Record set:

- - -

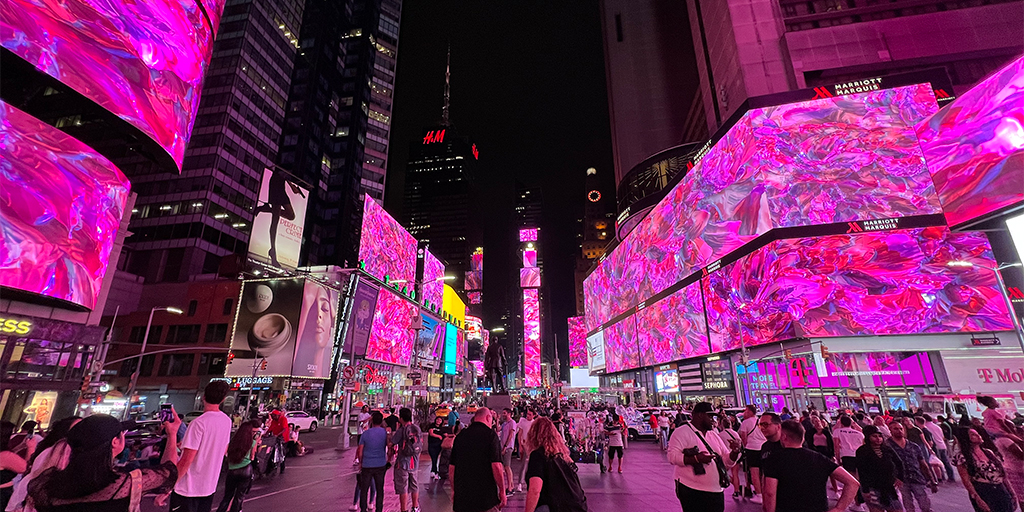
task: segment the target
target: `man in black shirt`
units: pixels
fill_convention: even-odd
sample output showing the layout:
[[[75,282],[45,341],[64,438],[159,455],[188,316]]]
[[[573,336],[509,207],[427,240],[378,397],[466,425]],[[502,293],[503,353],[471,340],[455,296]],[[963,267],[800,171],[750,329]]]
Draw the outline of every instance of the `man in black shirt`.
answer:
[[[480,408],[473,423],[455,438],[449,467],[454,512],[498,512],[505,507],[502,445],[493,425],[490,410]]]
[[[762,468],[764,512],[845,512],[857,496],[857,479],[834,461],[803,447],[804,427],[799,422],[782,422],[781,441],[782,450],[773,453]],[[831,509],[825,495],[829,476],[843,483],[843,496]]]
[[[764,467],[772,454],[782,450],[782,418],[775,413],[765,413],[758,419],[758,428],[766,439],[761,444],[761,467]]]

- - -

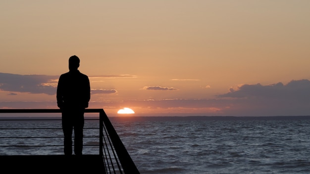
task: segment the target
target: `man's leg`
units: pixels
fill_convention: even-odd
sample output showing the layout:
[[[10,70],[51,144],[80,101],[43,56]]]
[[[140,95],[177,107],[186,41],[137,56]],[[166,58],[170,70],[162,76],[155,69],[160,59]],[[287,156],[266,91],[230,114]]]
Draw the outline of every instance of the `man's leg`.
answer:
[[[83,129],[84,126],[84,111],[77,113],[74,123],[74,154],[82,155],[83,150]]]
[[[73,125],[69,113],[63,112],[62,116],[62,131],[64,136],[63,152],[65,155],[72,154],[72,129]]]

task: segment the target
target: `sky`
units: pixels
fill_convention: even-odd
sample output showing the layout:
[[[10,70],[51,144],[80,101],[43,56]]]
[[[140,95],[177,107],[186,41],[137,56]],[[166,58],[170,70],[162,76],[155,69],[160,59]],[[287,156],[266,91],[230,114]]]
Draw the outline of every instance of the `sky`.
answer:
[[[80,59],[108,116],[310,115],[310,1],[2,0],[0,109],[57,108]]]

- - -

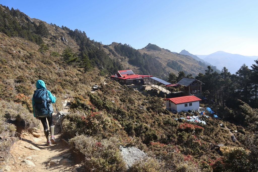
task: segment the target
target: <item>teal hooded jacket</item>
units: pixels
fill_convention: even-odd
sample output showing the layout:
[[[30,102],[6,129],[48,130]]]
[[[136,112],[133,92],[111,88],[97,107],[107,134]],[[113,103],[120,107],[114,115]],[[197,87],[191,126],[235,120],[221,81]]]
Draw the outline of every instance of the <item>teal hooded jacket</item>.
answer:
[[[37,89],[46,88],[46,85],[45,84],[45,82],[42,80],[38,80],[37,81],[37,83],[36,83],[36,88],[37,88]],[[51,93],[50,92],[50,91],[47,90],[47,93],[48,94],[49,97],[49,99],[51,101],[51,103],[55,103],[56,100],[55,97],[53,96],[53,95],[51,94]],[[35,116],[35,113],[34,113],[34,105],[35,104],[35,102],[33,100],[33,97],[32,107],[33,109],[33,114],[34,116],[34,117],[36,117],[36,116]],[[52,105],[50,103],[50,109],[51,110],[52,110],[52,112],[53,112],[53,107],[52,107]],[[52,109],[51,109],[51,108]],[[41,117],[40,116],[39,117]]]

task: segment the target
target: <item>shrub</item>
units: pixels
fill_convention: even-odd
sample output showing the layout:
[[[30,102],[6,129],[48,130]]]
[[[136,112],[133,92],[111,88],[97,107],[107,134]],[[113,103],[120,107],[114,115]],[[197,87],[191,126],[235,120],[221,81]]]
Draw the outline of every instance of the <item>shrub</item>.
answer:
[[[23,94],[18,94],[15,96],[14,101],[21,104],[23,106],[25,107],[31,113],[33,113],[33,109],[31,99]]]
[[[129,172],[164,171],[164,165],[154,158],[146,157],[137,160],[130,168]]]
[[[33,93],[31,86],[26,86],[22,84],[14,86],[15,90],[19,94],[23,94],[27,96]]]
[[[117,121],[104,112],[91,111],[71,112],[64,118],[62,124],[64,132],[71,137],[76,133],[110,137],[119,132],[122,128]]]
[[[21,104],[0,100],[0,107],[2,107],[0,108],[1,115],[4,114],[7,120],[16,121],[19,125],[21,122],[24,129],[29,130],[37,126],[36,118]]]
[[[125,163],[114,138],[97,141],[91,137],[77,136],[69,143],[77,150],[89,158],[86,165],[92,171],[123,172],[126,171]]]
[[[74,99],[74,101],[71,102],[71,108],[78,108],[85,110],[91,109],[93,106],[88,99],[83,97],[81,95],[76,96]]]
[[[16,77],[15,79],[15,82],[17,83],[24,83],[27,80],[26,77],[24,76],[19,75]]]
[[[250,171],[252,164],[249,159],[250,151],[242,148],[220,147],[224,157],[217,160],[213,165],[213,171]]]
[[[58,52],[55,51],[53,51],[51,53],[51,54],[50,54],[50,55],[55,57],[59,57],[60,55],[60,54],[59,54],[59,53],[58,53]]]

- - -

Aim:
From the rows above, extract each line that contains the word "shirt" and reproduce it unchanged.

Result of this exercise:
target: `man in black shirt`
Draw the outline of every instance of the `man in black shirt`.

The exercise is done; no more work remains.